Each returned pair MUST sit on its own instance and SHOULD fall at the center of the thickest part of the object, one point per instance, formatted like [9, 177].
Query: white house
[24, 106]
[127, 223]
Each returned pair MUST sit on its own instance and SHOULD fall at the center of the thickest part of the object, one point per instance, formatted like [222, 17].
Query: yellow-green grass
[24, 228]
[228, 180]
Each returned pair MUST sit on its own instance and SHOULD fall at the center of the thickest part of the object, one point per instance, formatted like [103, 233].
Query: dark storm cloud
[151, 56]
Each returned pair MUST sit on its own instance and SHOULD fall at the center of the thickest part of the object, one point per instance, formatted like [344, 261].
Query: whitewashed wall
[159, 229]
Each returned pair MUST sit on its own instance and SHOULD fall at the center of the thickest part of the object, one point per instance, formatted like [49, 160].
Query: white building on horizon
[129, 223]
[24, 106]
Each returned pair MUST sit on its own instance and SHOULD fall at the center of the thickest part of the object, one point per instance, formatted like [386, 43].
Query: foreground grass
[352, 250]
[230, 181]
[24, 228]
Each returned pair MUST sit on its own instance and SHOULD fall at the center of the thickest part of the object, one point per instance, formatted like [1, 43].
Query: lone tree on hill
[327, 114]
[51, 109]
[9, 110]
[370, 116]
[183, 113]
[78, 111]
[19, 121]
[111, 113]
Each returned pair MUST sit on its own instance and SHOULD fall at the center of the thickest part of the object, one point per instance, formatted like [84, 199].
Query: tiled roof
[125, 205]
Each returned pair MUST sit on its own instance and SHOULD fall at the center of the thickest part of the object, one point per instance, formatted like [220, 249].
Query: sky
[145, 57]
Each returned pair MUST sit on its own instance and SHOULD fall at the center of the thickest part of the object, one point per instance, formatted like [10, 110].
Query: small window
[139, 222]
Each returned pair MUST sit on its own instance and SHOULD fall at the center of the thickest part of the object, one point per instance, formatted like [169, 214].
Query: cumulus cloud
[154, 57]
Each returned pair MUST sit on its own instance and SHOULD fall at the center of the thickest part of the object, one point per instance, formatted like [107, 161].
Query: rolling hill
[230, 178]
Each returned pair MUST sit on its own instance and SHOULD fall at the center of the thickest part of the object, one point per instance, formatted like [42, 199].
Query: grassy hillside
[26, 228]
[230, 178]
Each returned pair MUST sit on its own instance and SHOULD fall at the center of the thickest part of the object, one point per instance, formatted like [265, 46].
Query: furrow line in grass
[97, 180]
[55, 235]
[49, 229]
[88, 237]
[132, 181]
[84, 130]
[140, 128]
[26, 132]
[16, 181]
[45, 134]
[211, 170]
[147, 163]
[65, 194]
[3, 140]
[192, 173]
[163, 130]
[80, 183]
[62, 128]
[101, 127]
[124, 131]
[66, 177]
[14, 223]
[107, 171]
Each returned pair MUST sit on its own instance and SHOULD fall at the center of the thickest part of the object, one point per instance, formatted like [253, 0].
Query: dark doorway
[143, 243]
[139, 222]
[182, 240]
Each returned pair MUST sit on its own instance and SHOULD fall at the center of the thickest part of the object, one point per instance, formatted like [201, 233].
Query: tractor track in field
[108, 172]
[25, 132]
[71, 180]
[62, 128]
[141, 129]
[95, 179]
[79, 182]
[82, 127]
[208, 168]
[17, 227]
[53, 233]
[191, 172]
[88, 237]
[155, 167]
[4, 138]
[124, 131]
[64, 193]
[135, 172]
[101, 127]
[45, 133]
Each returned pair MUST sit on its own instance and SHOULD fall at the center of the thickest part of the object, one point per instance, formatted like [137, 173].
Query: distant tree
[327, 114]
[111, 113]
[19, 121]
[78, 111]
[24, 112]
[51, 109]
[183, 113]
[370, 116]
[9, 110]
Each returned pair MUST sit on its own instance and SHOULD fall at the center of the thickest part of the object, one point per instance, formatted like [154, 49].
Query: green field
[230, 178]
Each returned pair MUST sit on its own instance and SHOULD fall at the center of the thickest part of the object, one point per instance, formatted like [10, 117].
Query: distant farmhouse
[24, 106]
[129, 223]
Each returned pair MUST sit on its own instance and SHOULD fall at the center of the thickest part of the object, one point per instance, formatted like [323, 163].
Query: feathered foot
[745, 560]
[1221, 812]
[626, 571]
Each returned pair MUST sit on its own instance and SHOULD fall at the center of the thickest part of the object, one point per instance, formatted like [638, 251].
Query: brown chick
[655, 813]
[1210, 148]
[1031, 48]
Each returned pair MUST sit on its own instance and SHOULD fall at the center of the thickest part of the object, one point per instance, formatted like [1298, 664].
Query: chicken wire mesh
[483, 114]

* [Exercise prompt]:
Give back every line of the entries above verbatim, changing nothing.

* [The solution]:
Each returned pair MUST sit on its own instance and SHOULD fall at the center of the thickest part of the object, one point per instance, formatted like [9, 177].
Query: white house
[24, 106]
[127, 223]
Each returned pair MUST sit on its own instance and SHOULD fall at the center of the thickest part of the object, one point per instance, formatted like [222, 17].
Query: yellow-green grass
[24, 228]
[228, 180]
Each returned pair MUST sit on its own instance and SHOULD fall at the center of the thickest part of the object, one point per instance, formatted like [103, 233].
Query: dark storm cloud
[151, 56]
Each returned pair MUST sit on its own instance and SHOULD fall at the center of the thickest part of the object, one point per instance, formatted like [344, 261].
Query: whitewashed wall
[159, 229]
Each returned pair MUST sit on its own instance and SHOULD fall at the center of the thickest part of the object, one point per instance, formatted like [49, 160].
Query: white building on horizon
[129, 223]
[24, 106]
Each returned pair MUST sit on its own instance and SHOULD fall at the center of the thickest part of the object, one point per instance, formatted like [386, 43].
Query: foreground grass
[352, 250]
[230, 181]
[24, 228]
Each returned pair MUST sit on its own instance and SHOULD fall at the center of the thickest part of the object, one point per instance, formatted like [1, 43].
Query: lone tree on hill
[327, 114]
[51, 109]
[9, 110]
[370, 116]
[183, 113]
[78, 111]
[19, 121]
[111, 113]
Each returned pair MUST sit on its own instance and SHOULD fall at the center of the thickest part of the object, one point per instance, formatted like [84, 199].
Query: tiled roof
[125, 205]
Each returned pair MUST sit on its own instance and SHOULD fall at the center of the thickest part of the object, one point per instance, formatted like [220, 249].
Query: sky
[145, 57]
Each returned pair MUST sit on its own instance and SHOULD fall at the center of the thickest part of the object, one point per instance, formatted like [10, 110].
Query: small window
[139, 222]
Each returned pair MUST sit on its own instance and SHOULD fall at the center of the thickest part of the object, one point per instance, formatted like [169, 214].
Query: cumulus cloud
[154, 57]
Each returned pair MUST sit on its own instance and SHOULD fall at the center of the thickest part of the object, one point per instance, formatted like [107, 161].
Query: rolling hill
[230, 178]
Each returned pair MUST sit on its own instance and SHOULD fall at the center of the thickest part of the object, one point per instance, formatted like [42, 199].
Query: grassy hillside
[26, 228]
[230, 178]
Each returned pair MUST sit on its own instance and SHOULD fall at the center of the thickest part of the object, one point per instance, formatted like [265, 46].
Query: furrow line in grass
[97, 180]
[55, 235]
[49, 229]
[88, 237]
[132, 181]
[84, 130]
[140, 128]
[26, 132]
[16, 181]
[45, 134]
[211, 170]
[147, 163]
[65, 194]
[3, 140]
[192, 173]
[163, 130]
[80, 183]
[62, 128]
[101, 127]
[124, 131]
[66, 177]
[14, 223]
[107, 171]
Each returned pair MUST sit on its own instance and SHOULD fall at the center of the thickest part of the object, one point per instance, formatted like [253, 0].
Query: dark doorway
[143, 243]
[139, 222]
[182, 240]
Each returned pair MUST sit on its own instance and SHOULD fall at the center of the thickest part of the object, one point per instance, formatted like [201, 233].
Query: tractor track in field
[108, 172]
[25, 132]
[71, 180]
[62, 128]
[141, 129]
[95, 179]
[79, 182]
[82, 127]
[208, 168]
[17, 227]
[53, 233]
[191, 172]
[88, 237]
[155, 167]
[4, 138]
[124, 131]
[64, 193]
[135, 172]
[101, 127]
[45, 133]
Each returned pair MUST sit on its own instance and SHOULD fall at the center of the thickest part of the object, one point per instance, formatted like [137, 173].
Query: distant tree
[327, 114]
[111, 113]
[19, 121]
[78, 111]
[24, 112]
[51, 109]
[183, 113]
[370, 116]
[9, 110]
Each returned pair MUST sit on its own instance and SHOULD fall at the center of the thickest part of the object, one point per instance, formatted like [154, 49].
Query: green field
[230, 178]
Each returned pair MUST sit on its own instance and SHOULD fall at the center of the thickest part of the object, one point per instance, formatted like [10, 117].
Query: distant farmhouse
[24, 106]
[129, 223]
Each returned pair MUST sit on its own instance and SHOULD fall at the center of the thickest part of the object, one point per instance, formatted like [323, 163].
Query: feathered foot
[745, 560]
[1221, 812]
[626, 571]
Each returned pair MUST sit on its own instance and SHOULD fall at the center of the thickest part of the object, one point per instance, formatted like [638, 251].
Query: brown chick
[655, 813]
[1210, 148]
[1031, 48]
Each returned pair MUST sit on its own instance and SHOULD fall at the center of the thickest part of the object, one point per instance, formatted like [1298, 664].
Query: chicken wire mesh
[483, 114]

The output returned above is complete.